Two Democratic lawmakers are trying to give transgender and non-binary Arizonans the chance to more accurately represent themselves on state-issued documents — in life and in death.
House Bill 2492 would offer driver’s-license applicants a third gender option, “non-binary,” to indicate they don’t identify as male or female.
House Bill 2582 would require death certificates to reflect gender identity, one’s emotional and psychological sense of gender, including when it appears to conflict with a person’s anatomy.
“I want to be able to say that Arizona’s on the front lines of recognizing diversity,” said Green Valley Rep. Rosanna Gabaldón, who introduced the death-certificate bill. “I want to see a time when we can look back at this and wonder why anyone had a problem with it.”
Neither bill has received a hearing, which means it’s unlikely either piece of legislation will be considered after this week.
‘Recognized under the law’
Though Arizona doesn’t require proof of transition surgery to change the gender marker on a driver’s license, trans applicants must submit a doctor’s letter saying they are “irrevocably committed” to a gender transition.
Non-binary residents have no process for getting their preferred gender marker on a license, as they do in California, Oregon and Washington, D.C.
“HB 2492 is incredibly important because it would allow non-binary transgender Arizonans to be recognized under the law,” said Ashton Skinner, transgender-outreach coordinator for One Community. “This bill gives me hope for the future of our state.”

Recorded data:
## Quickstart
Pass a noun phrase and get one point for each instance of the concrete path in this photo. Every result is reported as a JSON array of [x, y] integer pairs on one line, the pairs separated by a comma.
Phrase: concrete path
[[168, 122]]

Problem statement:
Copy out the news report above on the Arizona gender-marker bills in full, word for word.

Solution below:
Two Democratic lawmakers are trying to give transgender and non-binary Arizonans the chance to more accurately represent themselves on state-issued documents — in life and in death.
House Bill 2492 would offer driver’s-license applicants a third gender option, “non-binary,” to indicate they don’t identify as male or female.
House Bill 2582 would require death certificates to reflect gender identity, one’s emotional and psychological sense of gender, including when it appears to conflict with a person’s anatomy.
“I want to be able to say that Arizona’s on the front lines of recognizing diversity,” said Green Valley Rep. Rosanna Gabaldón, who introduced the death-certificate bill. “I want to see a time when we can look back at this and wonder why anyone had a problem with it.”
Neither bill has received a hearing, which means it’s unlikely either piece of legislation will be considered after this week.
‘Recognized under the law’
Though Arizona doesn’t require proof of transition surgery to change the gender marker on a driver’s license, trans applicants must submit a doctor’s letter saying they are “irrevocably committed” to a gender transition.
Non-binary residents have no process for getting their preferred gender marker on a license, as they do in California, Oregon and Washington, D.C.
“HB 2492 is incredibly important because it would allow non-binary transgender Arizonans to be recognized under the law,” said Ashton Skinner, transgender-outreach coordinator for One Community. “This bill gives me hope for the future of our state.”